**Задание**
Отредактируйте текст о Чевенгуре: перепишите его часть, начиная со слов «Психологически Чевенгур –» и продолжая до слов «проявлений коллективной брутальности.», и поставьте «цивилизации» вместо «культуры».

Василий Голованов - К развалинам Чевенгура
А говорит вот о чем: что, с одной стороны, есть, так сказать, цивилизация, районный центр Россошь, с вокзалом и автовокзалом, крупнейшим на юге заводом сельхозхимии, производством по переработке мяса и молока, двумя рынками, хорошим торговым транзитом и, следовательно, немалыми деньгами, которые и разводят сейчас между собой администрация и местная «оппозиция»; есть для каждого отдельного человека насущные заботы дня, огород, объявления «куплю-продам» и вакансии городской службы занятости – а рядом с этим, за перегородочкой толщиной в мембрану нервной клетки, живет томительный, неуемный порыв человеческого духа на простор, к солнцу, на волю, в бунт, разбой или в Чевенгур.
Психологически Чевенгур – это беспредельность кочевья, пространственное раздолье, неполная, не закрепившаяся еще в генной памяти оседлость. В Европе, где историческое время текло непрерывно, где слои культуры медленно нарастали один на другой, до основы, до глины (важнейший платоновский образ), содрать оболочку культуры не смогли даже очень страшные потрясения. Охранительных слоев разных уровней в Европе великое множество – это многомерная среда обитания, которая в результате многовековых вложений труда обладает собственной энергетикой, исчерпать которую нелегко даже старушке-истории, любительнице пиротехники, публичных казней, войн и прочих проявлений коллективной брутальности.

**Раздел данных**

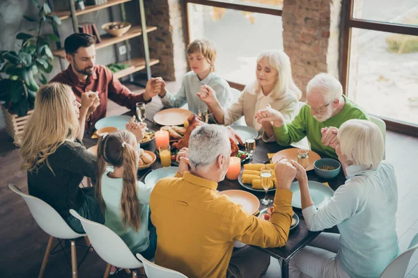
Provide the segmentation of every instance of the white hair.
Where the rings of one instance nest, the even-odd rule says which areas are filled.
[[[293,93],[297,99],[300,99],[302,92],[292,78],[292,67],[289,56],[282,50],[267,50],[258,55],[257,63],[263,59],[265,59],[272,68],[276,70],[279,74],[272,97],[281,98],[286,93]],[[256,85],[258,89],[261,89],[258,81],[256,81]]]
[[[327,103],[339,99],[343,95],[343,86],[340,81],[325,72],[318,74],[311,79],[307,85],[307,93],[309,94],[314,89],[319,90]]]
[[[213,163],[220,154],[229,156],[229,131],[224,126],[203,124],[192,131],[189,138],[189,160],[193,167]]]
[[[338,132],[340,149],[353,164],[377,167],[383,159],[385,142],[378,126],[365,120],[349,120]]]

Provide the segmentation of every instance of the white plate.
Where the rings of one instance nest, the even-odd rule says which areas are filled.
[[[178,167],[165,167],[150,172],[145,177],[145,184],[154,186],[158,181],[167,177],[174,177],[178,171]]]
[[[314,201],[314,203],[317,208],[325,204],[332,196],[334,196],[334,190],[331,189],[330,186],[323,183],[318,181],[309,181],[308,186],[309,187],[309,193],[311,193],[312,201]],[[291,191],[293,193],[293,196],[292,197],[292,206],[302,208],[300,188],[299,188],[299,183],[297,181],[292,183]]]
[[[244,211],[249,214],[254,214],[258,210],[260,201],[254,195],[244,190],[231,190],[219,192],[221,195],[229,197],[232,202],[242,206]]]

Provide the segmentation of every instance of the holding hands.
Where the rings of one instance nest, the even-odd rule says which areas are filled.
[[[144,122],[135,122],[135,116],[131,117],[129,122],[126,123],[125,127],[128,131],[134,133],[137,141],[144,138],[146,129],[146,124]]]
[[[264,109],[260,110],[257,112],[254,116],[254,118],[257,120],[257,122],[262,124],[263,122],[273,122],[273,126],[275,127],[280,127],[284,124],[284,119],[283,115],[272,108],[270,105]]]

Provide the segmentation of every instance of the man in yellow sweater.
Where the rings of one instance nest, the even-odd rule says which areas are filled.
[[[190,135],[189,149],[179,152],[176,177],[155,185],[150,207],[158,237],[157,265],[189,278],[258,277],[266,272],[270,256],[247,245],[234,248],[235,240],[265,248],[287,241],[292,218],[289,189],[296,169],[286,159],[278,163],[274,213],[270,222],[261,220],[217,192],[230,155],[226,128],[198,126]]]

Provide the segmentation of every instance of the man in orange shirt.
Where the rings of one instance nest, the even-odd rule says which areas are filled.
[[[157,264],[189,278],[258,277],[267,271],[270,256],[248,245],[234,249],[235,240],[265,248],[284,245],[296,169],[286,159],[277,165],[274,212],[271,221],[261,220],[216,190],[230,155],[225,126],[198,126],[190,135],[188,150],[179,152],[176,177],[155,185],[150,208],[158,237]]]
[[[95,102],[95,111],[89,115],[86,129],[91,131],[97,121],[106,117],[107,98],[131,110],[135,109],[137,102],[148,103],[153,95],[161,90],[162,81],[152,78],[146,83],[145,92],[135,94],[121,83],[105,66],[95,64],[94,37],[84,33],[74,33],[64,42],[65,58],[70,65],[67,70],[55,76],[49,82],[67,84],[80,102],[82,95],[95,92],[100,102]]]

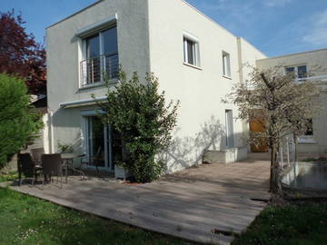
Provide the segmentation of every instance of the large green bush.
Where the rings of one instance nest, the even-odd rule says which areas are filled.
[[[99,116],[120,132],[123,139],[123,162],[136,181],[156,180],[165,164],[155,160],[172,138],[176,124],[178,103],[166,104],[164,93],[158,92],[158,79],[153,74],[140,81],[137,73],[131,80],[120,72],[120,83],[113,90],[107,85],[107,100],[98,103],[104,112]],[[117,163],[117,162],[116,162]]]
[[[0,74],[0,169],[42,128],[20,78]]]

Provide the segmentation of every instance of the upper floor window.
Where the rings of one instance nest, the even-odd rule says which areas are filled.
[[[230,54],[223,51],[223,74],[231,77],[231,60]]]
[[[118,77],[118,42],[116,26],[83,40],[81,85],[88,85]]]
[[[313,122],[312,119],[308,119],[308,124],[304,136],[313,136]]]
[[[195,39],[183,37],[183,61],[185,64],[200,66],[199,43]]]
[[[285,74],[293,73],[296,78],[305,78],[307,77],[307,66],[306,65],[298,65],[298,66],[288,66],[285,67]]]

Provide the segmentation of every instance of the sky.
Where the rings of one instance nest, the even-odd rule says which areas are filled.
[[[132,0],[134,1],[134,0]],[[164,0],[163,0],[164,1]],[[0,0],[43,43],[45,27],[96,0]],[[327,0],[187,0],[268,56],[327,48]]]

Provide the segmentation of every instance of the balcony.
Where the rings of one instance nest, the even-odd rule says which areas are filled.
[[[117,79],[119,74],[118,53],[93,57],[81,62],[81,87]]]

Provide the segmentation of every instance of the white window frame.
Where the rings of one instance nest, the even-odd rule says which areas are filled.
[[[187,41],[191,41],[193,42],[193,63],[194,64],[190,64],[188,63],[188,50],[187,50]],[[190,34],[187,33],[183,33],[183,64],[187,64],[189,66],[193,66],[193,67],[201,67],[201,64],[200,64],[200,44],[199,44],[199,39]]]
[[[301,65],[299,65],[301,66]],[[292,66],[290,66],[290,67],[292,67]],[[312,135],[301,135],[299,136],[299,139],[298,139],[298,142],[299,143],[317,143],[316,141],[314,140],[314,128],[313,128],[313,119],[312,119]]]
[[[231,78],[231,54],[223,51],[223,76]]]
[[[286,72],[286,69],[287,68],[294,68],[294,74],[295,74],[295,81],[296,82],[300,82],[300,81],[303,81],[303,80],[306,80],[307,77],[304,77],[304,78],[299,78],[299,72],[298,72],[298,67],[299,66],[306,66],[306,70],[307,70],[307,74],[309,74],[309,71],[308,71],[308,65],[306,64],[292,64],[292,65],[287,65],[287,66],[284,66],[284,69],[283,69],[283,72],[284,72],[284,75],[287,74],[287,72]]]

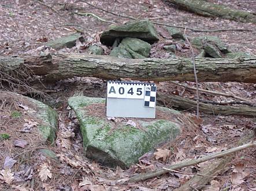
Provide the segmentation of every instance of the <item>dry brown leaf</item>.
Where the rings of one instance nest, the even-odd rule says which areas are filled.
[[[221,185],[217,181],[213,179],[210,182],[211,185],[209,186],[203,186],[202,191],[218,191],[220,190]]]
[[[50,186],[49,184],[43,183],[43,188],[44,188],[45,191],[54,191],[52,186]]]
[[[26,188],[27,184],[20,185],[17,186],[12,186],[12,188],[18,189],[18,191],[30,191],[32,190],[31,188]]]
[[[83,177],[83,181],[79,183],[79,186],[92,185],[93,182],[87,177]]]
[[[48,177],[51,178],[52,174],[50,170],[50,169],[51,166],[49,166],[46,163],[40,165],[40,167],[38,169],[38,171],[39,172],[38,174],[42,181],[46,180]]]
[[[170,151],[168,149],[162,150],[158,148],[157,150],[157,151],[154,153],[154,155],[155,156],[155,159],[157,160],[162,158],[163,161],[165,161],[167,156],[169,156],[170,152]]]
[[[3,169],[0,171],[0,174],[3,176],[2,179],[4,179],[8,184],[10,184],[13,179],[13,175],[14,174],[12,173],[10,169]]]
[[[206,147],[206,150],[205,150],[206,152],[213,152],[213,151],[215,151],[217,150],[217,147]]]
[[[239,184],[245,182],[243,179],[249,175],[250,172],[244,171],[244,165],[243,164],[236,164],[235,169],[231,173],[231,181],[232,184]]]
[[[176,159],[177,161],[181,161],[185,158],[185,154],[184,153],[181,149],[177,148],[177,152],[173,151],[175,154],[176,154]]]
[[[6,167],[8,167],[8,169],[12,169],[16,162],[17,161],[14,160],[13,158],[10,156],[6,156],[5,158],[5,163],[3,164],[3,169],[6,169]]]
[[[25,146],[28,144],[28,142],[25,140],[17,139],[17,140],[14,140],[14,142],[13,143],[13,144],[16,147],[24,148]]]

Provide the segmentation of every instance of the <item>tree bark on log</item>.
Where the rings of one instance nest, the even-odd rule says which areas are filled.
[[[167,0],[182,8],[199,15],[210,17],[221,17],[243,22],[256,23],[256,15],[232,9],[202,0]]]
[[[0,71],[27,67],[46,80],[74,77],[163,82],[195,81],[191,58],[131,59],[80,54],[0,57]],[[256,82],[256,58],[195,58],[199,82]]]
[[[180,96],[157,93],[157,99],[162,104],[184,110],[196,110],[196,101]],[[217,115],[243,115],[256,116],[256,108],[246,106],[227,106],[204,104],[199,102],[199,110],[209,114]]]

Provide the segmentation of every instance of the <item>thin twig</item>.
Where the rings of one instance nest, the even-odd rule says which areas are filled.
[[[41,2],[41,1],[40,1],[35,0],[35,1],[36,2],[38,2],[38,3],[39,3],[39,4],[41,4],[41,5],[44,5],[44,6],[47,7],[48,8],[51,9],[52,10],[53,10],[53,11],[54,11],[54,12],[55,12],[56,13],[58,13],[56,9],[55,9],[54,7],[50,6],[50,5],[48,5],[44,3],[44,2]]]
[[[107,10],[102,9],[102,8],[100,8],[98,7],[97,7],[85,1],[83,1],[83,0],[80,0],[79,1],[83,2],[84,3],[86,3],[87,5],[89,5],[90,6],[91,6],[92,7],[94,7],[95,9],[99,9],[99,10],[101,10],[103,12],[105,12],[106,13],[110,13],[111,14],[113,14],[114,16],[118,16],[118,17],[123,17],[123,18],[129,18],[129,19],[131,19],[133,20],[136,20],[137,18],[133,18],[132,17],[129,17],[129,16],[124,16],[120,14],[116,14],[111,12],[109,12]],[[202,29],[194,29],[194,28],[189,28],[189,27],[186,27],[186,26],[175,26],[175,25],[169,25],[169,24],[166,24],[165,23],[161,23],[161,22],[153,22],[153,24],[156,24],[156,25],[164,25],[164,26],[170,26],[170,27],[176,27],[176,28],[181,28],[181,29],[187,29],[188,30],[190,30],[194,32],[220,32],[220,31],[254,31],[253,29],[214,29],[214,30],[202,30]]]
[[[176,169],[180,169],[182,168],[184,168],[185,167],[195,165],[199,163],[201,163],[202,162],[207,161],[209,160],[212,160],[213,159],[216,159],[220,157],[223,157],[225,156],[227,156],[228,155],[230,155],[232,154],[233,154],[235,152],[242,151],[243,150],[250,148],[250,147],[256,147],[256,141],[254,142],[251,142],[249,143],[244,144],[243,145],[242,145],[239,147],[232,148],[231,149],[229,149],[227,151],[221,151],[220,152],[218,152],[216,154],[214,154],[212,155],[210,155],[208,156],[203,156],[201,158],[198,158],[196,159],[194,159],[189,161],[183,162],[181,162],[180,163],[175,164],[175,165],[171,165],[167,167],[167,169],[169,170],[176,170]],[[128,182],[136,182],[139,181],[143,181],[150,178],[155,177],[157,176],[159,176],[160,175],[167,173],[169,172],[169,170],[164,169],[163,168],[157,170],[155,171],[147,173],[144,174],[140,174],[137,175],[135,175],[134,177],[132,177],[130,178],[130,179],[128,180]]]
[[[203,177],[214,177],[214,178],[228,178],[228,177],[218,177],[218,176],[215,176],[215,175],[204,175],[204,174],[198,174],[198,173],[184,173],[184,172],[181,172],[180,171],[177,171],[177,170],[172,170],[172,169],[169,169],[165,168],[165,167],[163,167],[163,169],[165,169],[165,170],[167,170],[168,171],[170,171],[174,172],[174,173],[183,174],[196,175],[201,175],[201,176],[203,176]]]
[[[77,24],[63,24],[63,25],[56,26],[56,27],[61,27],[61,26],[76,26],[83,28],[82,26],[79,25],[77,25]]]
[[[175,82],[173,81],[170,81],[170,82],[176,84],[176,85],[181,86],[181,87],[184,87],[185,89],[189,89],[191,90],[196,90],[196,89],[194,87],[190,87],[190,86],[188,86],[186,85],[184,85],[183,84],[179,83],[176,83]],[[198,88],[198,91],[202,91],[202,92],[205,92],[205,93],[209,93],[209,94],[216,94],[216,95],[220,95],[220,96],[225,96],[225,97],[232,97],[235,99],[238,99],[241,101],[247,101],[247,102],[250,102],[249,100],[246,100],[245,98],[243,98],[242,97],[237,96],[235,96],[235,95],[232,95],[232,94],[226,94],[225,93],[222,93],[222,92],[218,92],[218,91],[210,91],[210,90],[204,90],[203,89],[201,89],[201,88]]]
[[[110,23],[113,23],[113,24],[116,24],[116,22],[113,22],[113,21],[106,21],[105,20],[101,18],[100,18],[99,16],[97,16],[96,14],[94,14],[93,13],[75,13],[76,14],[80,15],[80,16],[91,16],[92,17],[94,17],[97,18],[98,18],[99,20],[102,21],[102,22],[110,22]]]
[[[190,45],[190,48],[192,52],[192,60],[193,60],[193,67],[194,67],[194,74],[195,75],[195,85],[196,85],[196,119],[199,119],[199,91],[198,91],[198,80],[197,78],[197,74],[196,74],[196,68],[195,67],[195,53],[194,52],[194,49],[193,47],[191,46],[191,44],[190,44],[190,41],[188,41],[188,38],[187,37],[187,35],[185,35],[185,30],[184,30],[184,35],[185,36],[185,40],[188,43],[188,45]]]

**Готовый ответ**
Психологически Чевенгур – это беспредельность кочевья, пространственное раздолье, неполная, не закрепившаяся еще в генной памяти оседлость. В Европе, где историческое время текло непрерывно, где слои цивилизации медленно нарастали один на другой, до основы, до глины (важнейший платоновский образ), содрать оболочку цивилизации не смогли даже очень страшные потрясения. Охранительных слоев разных уровней в Европе великое множество – это многомерная среда обитания, которая в результате многовековых вложений труда обладает собственной энергетикой, исчерпать которую нелегко даже старушке-истории, любительнице пиротехники, публичных казней, войн и прочих проявлений коллективной брутальности.